*** Begin section ***
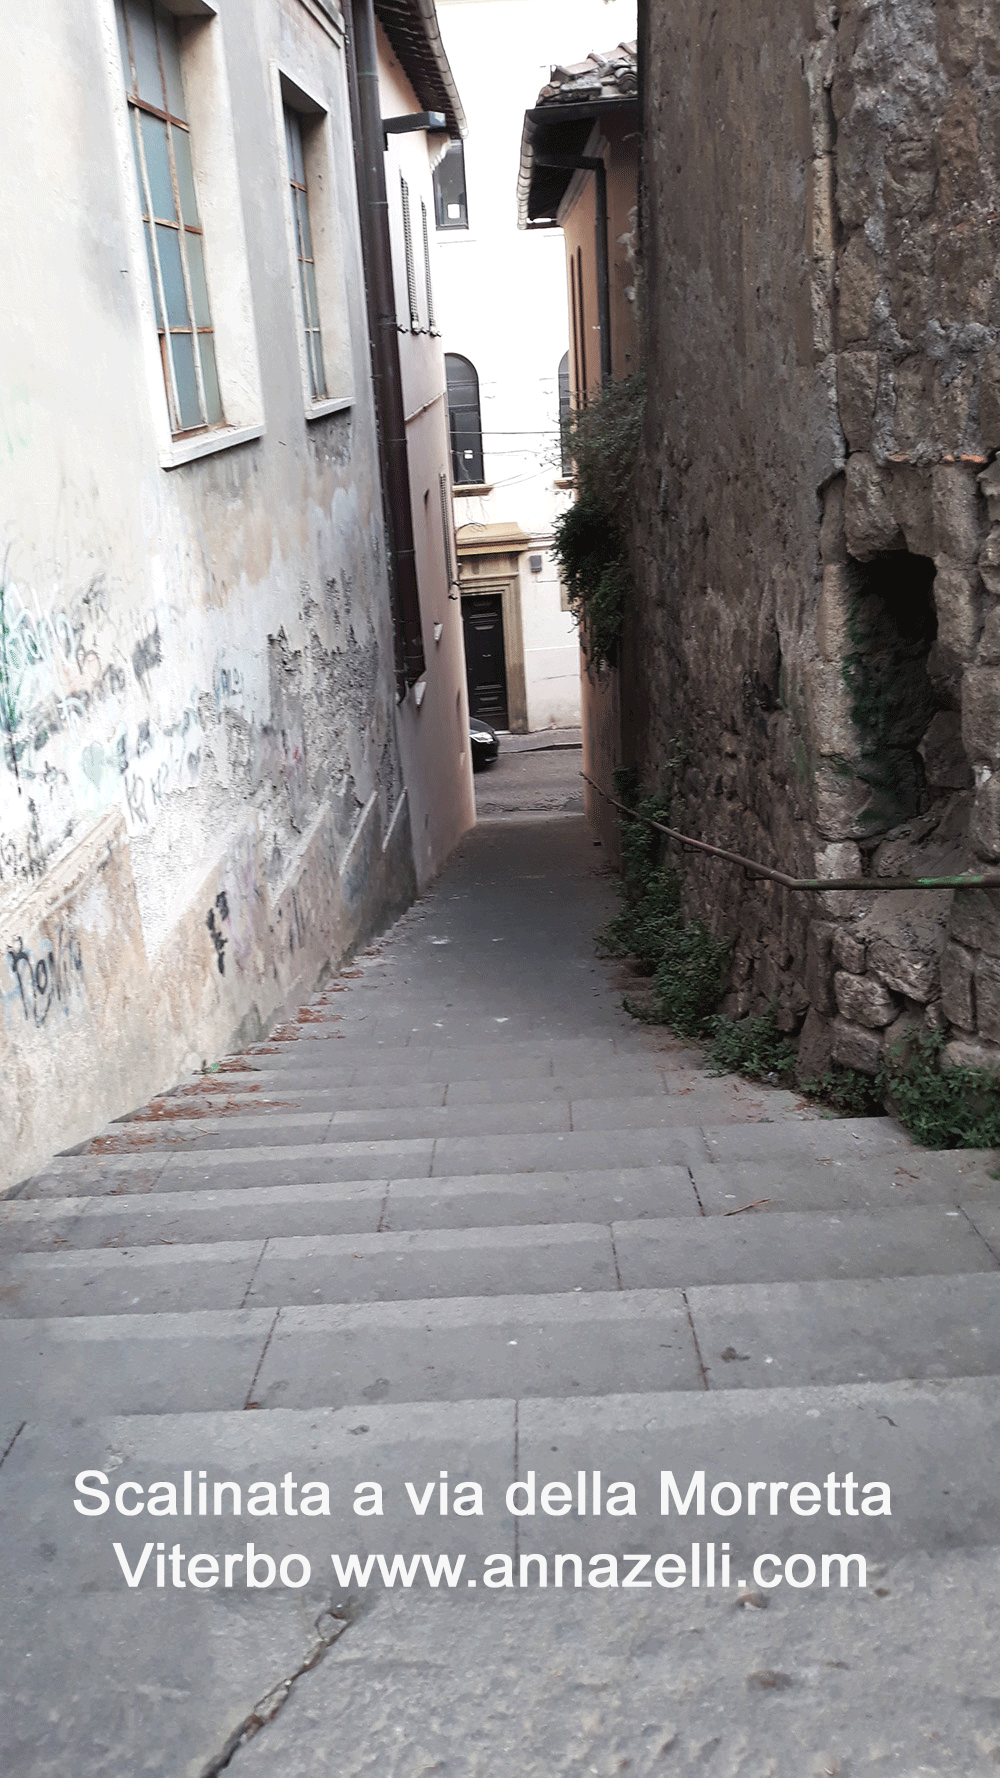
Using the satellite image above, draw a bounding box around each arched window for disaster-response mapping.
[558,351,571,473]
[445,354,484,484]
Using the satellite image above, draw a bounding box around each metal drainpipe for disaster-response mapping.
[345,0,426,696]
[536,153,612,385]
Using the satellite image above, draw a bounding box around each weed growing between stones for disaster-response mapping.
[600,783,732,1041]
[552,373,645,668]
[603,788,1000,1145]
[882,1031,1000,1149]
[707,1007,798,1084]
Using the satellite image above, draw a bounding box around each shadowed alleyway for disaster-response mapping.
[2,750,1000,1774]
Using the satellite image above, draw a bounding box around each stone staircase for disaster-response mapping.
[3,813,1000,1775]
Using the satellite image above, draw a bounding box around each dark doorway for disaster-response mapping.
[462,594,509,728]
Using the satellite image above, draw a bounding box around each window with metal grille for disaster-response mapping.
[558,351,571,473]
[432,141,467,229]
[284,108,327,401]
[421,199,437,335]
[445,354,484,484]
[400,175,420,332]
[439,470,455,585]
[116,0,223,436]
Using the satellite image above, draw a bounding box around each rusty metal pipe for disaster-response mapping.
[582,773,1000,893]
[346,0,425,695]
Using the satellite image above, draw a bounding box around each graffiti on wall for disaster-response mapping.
*** End section ***
Apart from the images, everything in the records must be repeated exactly.

→ **Result for this task**
Using the satellite image above, draw a bounding box around each arched window for disaster-response mapping.
[558,351,571,473]
[445,354,484,484]
Using the satellite image above, draw a bounding box around each metal drainpipe for disaster-response mapping.
[345,0,426,696]
[536,153,612,385]
Using the satellite image above, draw a bounding box around each weed growing between stones for disaster-response mapping.
[600,783,732,1041]
[552,373,645,668]
[603,788,1000,1145]
[882,1031,1000,1149]
[707,1007,798,1084]
Using the satellite image above, draw a bounding box around each shadowed alleyway for disaster-response mapping.
[2,750,1000,1774]
Using the satellite image above, draw a bounding box around each stone staircase for disaster-response mapping.
[3,813,1000,1775]
Using the satellite image above, draw a bounding box around each dark doorway for disaster-response mapping.
[462,594,509,728]
Using the satellite image above, draw a bounding box around each window with metal grille for disaster-response mapping.
[558,351,571,473]
[432,141,467,229]
[284,108,327,401]
[421,199,437,335]
[445,354,484,484]
[400,175,420,332]
[439,470,455,585]
[116,0,223,436]
Using the satellite image above, draw a bounding box around each rusty metal pipe for disaster-response mapping.
[582,773,1000,893]
[346,0,425,695]
Using the satellite image above, draw a bounding box around each graffiti on wall for disaster-response mapping.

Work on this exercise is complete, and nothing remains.